>> begin

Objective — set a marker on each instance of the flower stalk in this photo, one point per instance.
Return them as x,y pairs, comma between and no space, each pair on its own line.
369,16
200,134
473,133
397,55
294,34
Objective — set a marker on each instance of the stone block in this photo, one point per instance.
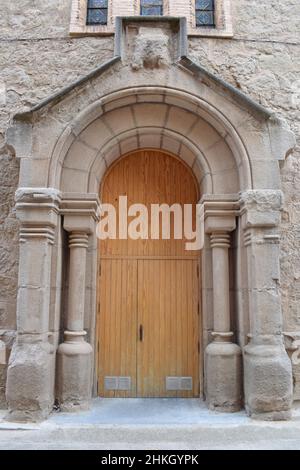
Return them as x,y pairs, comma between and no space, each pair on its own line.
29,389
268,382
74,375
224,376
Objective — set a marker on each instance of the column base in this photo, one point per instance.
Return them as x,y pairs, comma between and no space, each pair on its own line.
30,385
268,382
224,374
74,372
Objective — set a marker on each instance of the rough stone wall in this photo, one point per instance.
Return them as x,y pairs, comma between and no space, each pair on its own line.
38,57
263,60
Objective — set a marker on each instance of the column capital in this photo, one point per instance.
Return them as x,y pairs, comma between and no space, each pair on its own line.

>> end
>> begin

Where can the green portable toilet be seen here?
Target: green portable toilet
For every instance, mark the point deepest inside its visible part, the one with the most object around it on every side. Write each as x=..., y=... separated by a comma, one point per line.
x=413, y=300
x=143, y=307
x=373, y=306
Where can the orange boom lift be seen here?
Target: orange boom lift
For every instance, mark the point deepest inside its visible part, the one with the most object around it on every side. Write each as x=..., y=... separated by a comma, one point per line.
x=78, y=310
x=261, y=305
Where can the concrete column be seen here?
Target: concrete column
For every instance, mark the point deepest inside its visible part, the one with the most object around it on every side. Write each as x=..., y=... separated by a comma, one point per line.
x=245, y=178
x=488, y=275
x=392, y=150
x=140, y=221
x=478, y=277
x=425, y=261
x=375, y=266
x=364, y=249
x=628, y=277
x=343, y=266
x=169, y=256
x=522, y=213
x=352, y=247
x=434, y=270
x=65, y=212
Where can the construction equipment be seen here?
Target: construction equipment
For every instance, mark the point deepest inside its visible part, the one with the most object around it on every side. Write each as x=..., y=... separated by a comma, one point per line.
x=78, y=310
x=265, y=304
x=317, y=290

>> end
>> begin

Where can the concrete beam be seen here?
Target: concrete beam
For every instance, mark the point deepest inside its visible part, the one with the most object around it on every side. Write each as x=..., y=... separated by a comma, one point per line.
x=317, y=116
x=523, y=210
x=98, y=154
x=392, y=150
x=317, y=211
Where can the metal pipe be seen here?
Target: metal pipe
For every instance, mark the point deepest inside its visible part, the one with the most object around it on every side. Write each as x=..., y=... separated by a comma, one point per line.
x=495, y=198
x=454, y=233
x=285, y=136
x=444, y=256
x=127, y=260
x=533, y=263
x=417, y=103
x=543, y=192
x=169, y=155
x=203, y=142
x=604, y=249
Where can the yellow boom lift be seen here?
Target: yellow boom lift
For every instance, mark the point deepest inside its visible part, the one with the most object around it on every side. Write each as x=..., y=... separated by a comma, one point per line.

>> end

WHAT IS NEEDED:
Update the records starting at the line that contains "Where can the concrete beam be seen here?" and ending after the line that contains "x=317, y=211", changing "concrete beam" to "concrete girder" and leaving everything else unchanged. Give only those lines.

OUTPUT:
Where can the concrete girder be seen here?
Target: concrete girder
For every instance, mark the point deepest inside its visible part, the one with the most object around it on every side. Write each as x=..., y=... separated by a comma, one point per line.
x=317, y=116
x=523, y=210
x=98, y=154
x=392, y=150
x=317, y=211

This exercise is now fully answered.